- **Written task**:
Copy every one of the rows below word for word, leaving out any pictures.

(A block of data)
'''
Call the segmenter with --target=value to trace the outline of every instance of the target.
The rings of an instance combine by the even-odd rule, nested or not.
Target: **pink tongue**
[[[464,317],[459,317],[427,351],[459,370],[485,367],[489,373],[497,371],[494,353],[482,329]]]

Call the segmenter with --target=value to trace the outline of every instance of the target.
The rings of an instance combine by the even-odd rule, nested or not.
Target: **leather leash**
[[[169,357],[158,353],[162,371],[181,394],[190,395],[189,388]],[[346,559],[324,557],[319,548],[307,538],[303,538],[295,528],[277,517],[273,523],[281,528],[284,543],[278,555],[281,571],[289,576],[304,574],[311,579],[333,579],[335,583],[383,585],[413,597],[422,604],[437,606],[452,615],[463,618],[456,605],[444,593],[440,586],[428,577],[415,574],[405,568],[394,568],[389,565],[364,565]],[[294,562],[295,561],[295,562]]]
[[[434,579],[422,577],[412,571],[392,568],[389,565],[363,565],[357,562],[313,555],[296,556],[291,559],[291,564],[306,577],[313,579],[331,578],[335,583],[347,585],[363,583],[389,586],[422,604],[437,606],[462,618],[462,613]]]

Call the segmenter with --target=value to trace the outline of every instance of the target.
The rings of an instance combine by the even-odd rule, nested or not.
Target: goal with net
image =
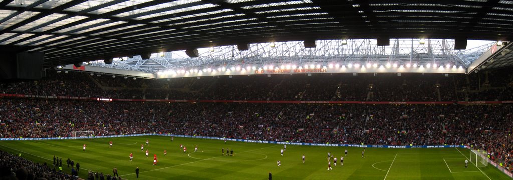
'''
- **Output of the task**:
Call the segmenter with --target=value to trace the outline of every instance of the target.
The rings of an instance combine by the even-odd rule, nested or not.
Target: **pink tongue**
[[[464,317],[459,317],[427,351],[459,370],[485,367],[489,373],[497,371],[494,353],[482,329]]]

Call the segmenter with --target=value to trace the outline of every instance of the target.
The rings of an instance combine by the even-odd rule, nested or not.
Target: **leather leash**
[[[169,357],[158,353],[162,371],[181,394],[190,395],[189,388]],[[346,559],[324,557],[319,548],[307,538],[303,538],[295,528],[277,517],[273,523],[281,528],[284,543],[278,555],[281,571],[289,576],[304,574],[311,579],[333,579],[335,583],[383,585],[413,597],[422,604],[437,606],[452,615],[463,618],[456,605],[444,593],[440,586],[428,577],[415,574],[405,568],[394,568],[389,565],[364,565]],[[294,562],[295,561],[295,562]]]
[[[434,579],[422,577],[412,571],[392,568],[389,565],[363,565],[357,562],[313,555],[296,556],[291,559],[291,564],[306,577],[313,579],[331,578],[335,583],[347,585],[363,583],[389,586],[422,604],[437,606],[462,618],[462,613]]]

Call the segmenter with --target=value to trace the outline of every instance of the target.
The rings of an instance combine by the even-odd rule, nested or not.
Target: goal with net
image =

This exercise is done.